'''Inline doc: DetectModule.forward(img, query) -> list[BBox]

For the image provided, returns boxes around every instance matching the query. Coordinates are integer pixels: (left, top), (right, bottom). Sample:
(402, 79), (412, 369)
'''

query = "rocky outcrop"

THE PROBLEM: Turn the data above into a JSON list of strings, with one string for each line and no blank lines.

REPLY:
[
  "'''Inline doc: DetectModule.forward(img, query) -> list[BBox]",
  "For the image provided, returns boxes around every instance matching the query. Coordinates are integer pixels: (left, top), (right, bottom). Sample:",
  "(402, 79), (412, 369)",
  "'''",
  "query = \"rocky outcrop\""
]